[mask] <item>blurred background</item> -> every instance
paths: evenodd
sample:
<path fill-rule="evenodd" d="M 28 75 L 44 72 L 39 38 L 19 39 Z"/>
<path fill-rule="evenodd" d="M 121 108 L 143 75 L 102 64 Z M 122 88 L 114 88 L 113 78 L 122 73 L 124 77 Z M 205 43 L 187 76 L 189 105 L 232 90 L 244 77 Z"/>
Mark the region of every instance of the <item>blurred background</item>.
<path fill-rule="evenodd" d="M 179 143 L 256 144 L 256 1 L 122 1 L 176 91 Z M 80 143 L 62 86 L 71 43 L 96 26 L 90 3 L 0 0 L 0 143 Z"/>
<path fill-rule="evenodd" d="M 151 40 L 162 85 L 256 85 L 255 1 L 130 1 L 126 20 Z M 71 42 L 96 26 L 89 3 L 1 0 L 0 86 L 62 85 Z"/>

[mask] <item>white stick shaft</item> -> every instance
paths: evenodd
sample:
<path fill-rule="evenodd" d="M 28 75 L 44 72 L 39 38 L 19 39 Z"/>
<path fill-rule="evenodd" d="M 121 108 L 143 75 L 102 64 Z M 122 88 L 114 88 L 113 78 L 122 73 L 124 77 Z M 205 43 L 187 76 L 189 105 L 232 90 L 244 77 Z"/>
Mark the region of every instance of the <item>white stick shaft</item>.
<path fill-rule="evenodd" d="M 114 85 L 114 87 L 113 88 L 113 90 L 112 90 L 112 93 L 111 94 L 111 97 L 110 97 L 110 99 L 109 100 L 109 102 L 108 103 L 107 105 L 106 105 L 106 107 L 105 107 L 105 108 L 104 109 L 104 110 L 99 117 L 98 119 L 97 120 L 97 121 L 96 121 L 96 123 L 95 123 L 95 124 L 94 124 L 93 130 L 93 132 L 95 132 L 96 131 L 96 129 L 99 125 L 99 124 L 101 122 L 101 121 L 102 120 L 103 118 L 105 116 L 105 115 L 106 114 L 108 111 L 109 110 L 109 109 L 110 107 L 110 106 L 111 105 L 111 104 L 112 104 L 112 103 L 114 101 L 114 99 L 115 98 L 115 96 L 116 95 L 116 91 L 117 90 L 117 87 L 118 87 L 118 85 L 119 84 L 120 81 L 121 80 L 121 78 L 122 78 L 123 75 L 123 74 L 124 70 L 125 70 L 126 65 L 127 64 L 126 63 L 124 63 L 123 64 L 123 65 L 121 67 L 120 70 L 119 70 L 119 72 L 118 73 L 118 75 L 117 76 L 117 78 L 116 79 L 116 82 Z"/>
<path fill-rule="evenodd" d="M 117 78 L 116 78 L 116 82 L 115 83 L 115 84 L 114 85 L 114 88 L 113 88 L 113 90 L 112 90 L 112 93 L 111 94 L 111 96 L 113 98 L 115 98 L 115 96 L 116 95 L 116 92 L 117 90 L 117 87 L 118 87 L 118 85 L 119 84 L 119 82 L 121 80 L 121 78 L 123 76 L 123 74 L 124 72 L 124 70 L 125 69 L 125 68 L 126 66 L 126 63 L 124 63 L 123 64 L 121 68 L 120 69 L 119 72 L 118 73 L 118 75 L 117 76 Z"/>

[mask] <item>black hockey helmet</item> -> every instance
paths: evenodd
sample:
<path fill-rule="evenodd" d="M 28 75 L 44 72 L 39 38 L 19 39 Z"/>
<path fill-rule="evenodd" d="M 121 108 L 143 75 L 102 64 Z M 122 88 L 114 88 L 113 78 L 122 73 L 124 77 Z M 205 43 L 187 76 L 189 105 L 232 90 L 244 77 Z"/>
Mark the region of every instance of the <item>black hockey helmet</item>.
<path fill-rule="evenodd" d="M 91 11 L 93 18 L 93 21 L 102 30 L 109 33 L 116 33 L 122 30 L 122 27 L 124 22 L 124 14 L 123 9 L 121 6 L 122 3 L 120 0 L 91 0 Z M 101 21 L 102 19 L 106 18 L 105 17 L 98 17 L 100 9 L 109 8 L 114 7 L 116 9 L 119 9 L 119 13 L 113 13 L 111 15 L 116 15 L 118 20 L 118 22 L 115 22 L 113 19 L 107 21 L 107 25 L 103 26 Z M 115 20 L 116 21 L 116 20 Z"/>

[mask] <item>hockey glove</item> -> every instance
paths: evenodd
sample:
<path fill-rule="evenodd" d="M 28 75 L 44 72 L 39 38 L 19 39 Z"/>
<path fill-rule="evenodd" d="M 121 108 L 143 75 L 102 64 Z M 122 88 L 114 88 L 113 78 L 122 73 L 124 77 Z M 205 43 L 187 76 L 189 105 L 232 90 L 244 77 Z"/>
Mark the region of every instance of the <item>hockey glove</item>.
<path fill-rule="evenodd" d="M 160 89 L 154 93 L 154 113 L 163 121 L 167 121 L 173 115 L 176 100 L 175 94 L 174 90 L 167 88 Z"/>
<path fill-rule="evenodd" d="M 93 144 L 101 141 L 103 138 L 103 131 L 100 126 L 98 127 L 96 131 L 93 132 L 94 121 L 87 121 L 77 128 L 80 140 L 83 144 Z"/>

========================================================================

**Instructions for the task**
Please convert the lines from the start of the records through the line containing "78 L 116 78", inclusive, into a JSON list of strings with one string per line, leaving out blank lines.

**The response**
[
  "[mask] <item>blurred background</item> -> every instance",
  "paths: evenodd",
  "sample:",
  "<path fill-rule=\"evenodd\" d=\"M 28 75 L 44 72 L 39 38 L 19 39 Z\"/>",
  "<path fill-rule=\"evenodd\" d=\"M 121 108 L 143 75 L 102 64 Z M 122 88 L 114 88 L 113 78 L 122 73 L 124 77 Z M 205 43 L 187 76 L 189 105 L 232 90 L 244 77 Z\"/>",
  "Mark the region of every instance of the <item>blurred background</item>.",
  "<path fill-rule=\"evenodd\" d=\"M 179 143 L 256 144 L 256 1 L 122 1 L 176 91 Z M 80 143 L 62 86 L 71 43 L 96 26 L 90 3 L 0 0 L 0 143 Z\"/>",
  "<path fill-rule=\"evenodd\" d=\"M 151 40 L 162 85 L 256 85 L 255 1 L 130 1 L 126 20 Z M 71 42 L 96 26 L 89 3 L 1 0 L 0 86 L 62 85 Z\"/>",
  "[mask] <item>white stick shaft</item> -> every instance",
  "paths: evenodd",
  "sample:",
  "<path fill-rule=\"evenodd\" d=\"M 28 75 L 44 72 L 39 38 L 19 39 Z\"/>",
  "<path fill-rule=\"evenodd\" d=\"M 121 108 L 143 75 L 102 64 Z M 122 88 L 114 88 L 113 78 L 122 73 L 124 77 Z M 205 43 L 187 76 L 189 105 L 232 90 L 244 77 Z\"/>",
  "Mark the region of every instance of the <item>white stick shaft</item>.",
  "<path fill-rule=\"evenodd\" d=\"M 114 85 L 114 87 L 113 88 L 113 90 L 112 90 L 112 93 L 111 94 L 111 97 L 110 97 L 110 99 L 109 100 L 109 102 L 108 103 L 107 105 L 106 105 L 106 107 L 105 107 L 105 108 L 104 109 L 104 110 L 99 117 L 98 119 L 97 120 L 97 121 L 96 121 L 96 123 L 95 123 L 95 124 L 94 124 L 93 130 L 93 132 L 95 132 L 96 131 L 96 129 L 99 125 L 99 124 L 101 122 L 101 121 L 102 120 L 103 118 L 105 116 L 105 115 L 106 114 L 108 111 L 109 110 L 109 109 L 110 107 L 110 106 L 111 105 L 111 104 L 112 104 L 112 103 L 114 101 L 114 99 L 115 98 L 115 96 L 116 95 L 116 91 L 117 90 L 117 87 L 118 87 L 118 85 L 119 84 L 120 81 L 121 80 L 121 78 L 122 78 L 123 75 L 123 74 L 124 70 L 125 70 L 126 65 L 127 64 L 126 63 L 124 63 L 123 64 L 123 65 L 121 67 L 120 70 L 119 70 L 119 72 L 118 73 L 118 75 L 117 76 L 117 78 L 116 79 L 116 82 Z\"/>",
  "<path fill-rule=\"evenodd\" d=\"M 117 78 L 116 78 L 116 82 L 115 83 L 115 84 L 114 85 L 114 88 L 113 88 L 113 90 L 112 90 L 112 93 L 111 94 L 111 96 L 113 98 L 115 98 L 115 96 L 116 95 L 116 92 L 117 90 L 117 87 L 118 87 L 118 85 L 119 84 L 119 82 L 121 80 L 121 78 L 123 76 L 123 74 L 124 72 L 124 70 L 125 69 L 125 68 L 126 66 L 126 63 L 124 63 L 123 64 L 121 68 L 120 69 L 119 72 L 118 73 L 118 75 L 117 76 Z\"/>"
]